*What you have to do*.
Find where "key | value" occurs in the data below, and retype that line and every later line exactly.

━━━━━━━━━━

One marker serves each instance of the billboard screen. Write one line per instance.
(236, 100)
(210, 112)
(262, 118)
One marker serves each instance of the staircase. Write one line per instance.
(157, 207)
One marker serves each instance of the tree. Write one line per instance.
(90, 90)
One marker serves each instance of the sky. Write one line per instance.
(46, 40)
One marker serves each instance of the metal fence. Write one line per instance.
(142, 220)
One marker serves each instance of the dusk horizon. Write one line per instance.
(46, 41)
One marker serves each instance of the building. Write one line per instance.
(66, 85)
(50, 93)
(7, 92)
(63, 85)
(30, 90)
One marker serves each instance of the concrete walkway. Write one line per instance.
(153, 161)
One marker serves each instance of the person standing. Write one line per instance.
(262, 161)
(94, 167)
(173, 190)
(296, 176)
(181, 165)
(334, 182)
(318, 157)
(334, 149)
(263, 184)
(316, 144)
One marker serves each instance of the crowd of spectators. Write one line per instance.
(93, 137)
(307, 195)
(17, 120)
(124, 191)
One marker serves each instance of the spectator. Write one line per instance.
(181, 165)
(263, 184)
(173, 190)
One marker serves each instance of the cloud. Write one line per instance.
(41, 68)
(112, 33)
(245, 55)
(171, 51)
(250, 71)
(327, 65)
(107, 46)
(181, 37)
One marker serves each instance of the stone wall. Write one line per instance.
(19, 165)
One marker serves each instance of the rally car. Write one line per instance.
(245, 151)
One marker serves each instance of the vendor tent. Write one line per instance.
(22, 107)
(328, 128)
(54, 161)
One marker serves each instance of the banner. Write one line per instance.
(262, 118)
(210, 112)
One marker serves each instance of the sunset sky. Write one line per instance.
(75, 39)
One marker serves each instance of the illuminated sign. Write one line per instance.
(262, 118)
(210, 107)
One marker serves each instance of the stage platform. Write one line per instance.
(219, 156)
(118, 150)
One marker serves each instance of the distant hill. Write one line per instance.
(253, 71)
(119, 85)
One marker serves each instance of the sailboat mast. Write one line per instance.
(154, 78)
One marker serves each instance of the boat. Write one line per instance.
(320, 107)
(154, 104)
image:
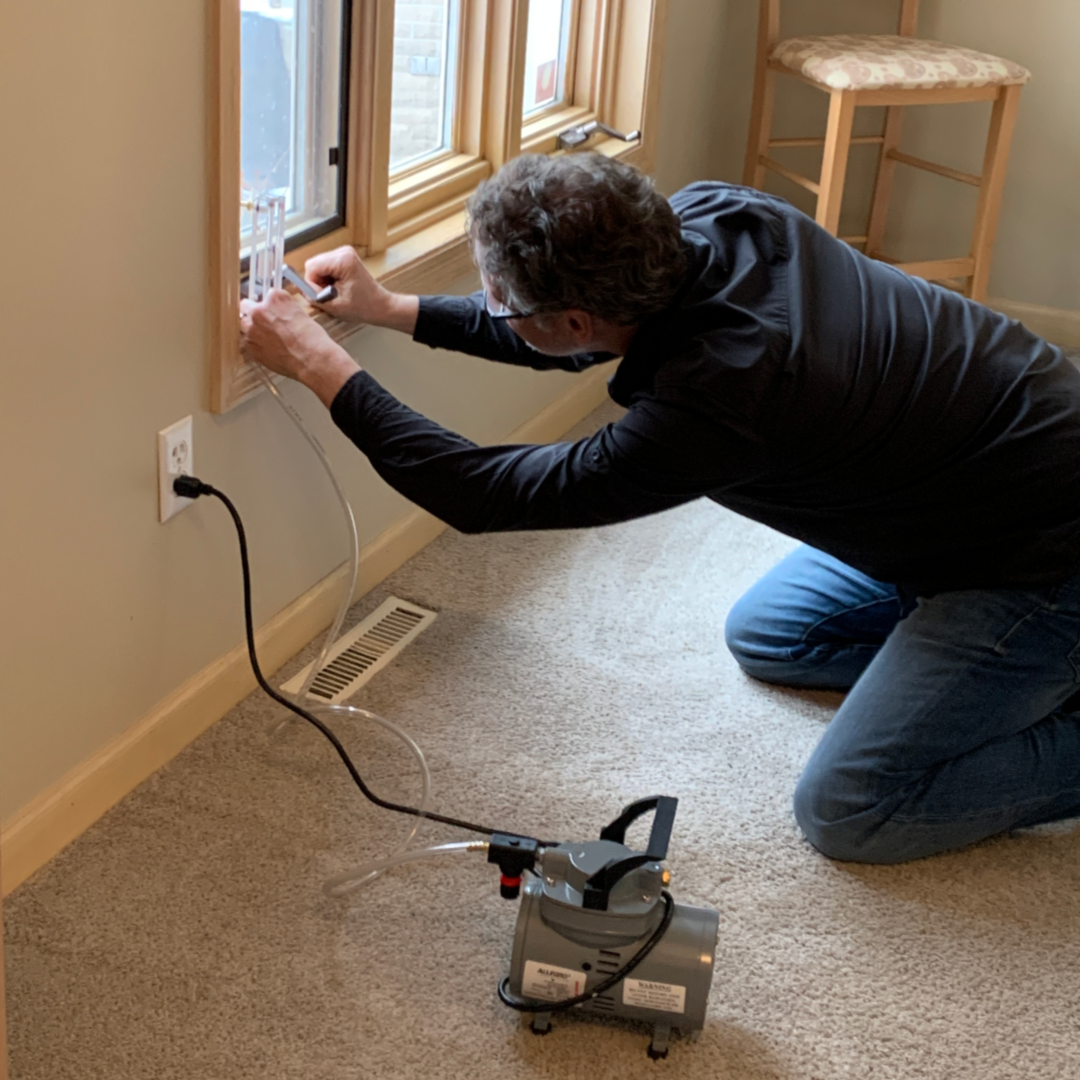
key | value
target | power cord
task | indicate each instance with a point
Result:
(191, 487)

━━━━━━━━━━

*Task response*.
key | value
target | power cord
task | indicate each instance with a point
Result:
(191, 487)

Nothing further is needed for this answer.